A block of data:
--- --- ---

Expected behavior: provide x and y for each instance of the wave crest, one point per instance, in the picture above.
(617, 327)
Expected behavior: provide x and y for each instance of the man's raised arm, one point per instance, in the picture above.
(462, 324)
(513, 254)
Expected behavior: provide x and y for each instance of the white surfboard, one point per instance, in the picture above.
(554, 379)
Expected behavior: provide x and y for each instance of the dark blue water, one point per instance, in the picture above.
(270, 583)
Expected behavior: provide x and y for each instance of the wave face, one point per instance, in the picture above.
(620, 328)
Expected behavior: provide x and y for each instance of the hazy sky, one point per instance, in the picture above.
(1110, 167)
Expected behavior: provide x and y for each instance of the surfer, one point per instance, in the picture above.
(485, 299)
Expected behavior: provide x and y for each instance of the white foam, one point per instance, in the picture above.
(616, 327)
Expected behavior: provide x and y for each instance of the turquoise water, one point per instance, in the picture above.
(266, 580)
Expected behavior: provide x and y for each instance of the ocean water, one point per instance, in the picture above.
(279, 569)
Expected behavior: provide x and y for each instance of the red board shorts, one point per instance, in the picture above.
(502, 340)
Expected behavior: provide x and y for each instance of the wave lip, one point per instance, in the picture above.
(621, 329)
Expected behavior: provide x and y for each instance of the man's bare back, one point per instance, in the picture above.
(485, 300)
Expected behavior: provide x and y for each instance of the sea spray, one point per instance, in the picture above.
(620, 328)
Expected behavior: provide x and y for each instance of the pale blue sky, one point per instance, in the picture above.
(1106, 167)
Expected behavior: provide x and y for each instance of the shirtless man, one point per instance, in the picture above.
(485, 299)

--- --- ---

Required task:
Please rewrite the items above, substituting "one point for each instance" for every occurrence of "one point per instance" and keeping everything else unchanged.

Correct answer:
Expected behavior: provide x and y for each instance of the wave crest, one point for each instance, in the picture above.
(617, 327)
Expected behavior: provide x and y for each instance of the man's raised arm, one point for each instance, in the picture above.
(462, 324)
(513, 254)
Expected behavior: provide x and y for each instance of the white surfboard, one point for each instance, in the picture above.
(554, 379)
Expected behavior: provide x and y for each instance of the dark blue water, one point for each instance, in the picture above.
(270, 583)
Expected behavior: provide x and y for each instance of the wave face, one point for each instance, in the picture above.
(620, 328)
Expected behavior: provide x and y for each instance of the hazy sky, one point for each instance, in the picture above.
(1110, 167)
Expected behavior: provide x and y for each instance of the surfer, one point for each instance, in the picture above.
(485, 299)
Expected behavior: provide x and y for each instance of the white foam, one point for each instance, in the picture above.
(616, 327)
Expected behavior: provide x and y for each instance of the turquoise water, one point for each instance, in the picture above.
(266, 580)
Expected behavior: provide x and y for each instance of the ocean water, one point for each instance, in the picture above.
(279, 569)
Expected behavior: provide x and y for each instance of the red board shorts, one point for each instance, in the picture above.
(502, 340)
Expected behavior: provide x and y for each instance of the wave lip, one point for each instance, in the picture above.
(621, 329)
Expected behavior: provide x and y for each instance of the man's bare back, one point for each instance, in the picture above.
(485, 300)
Expected behavior: provide x and y for each instance of the sea spray, one point for each instance, in the picture above.
(620, 328)
Expected behavior: provide x and y for each instance of the pale blue sky, one point for each instance, in the picture above.
(1106, 167)
Expected behavior: provide x and y for each instance of the shirtless man, one point for each instance, in the picture above.
(485, 299)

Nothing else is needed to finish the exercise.